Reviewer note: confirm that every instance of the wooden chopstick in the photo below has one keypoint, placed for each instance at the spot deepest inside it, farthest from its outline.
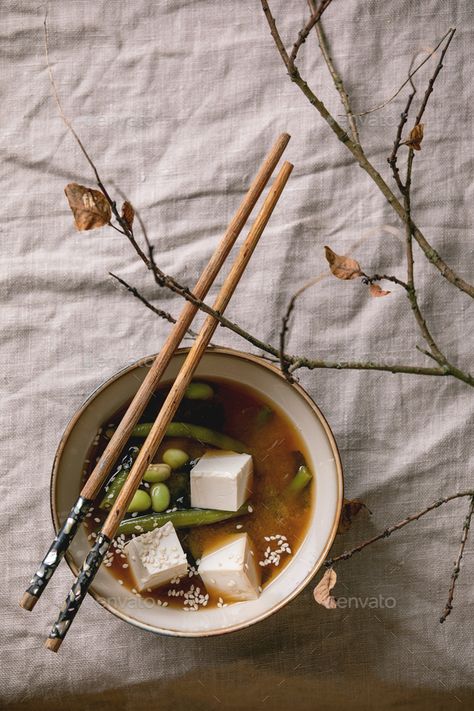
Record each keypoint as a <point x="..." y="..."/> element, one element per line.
<point x="137" y="406"/>
<point x="166" y="414"/>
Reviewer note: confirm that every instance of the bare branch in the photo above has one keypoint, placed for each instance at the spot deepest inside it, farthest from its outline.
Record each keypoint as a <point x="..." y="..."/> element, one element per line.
<point x="411" y="74"/>
<point x="457" y="564"/>
<point x="336" y="77"/>
<point x="304" y="33"/>
<point x="396" y="527"/>
<point x="430" y="253"/>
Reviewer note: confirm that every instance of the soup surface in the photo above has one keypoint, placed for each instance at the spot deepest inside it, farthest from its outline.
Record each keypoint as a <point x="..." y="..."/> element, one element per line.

What this task involves
Say again, word for word, the lines beginning at the top of the data and ending with the line that has "Reviewer note: confirm that every instance of the bare". Skip the pictures.

Result
Reviewer note: confirm that every instance of the wooden chopstick in the photo below has one keypoint, placed for each instance at the spot deepest inside it, farthest from its outline.
Record each keypoint as a <point x="..." y="..."/> element, one element per line.
<point x="137" y="406"/>
<point x="166" y="414"/>
Reviewer note: confirm that every instance of the bare branch in the photo above has one keypoint, placed for each instance at the spot deepest inside it, farthest from its outline.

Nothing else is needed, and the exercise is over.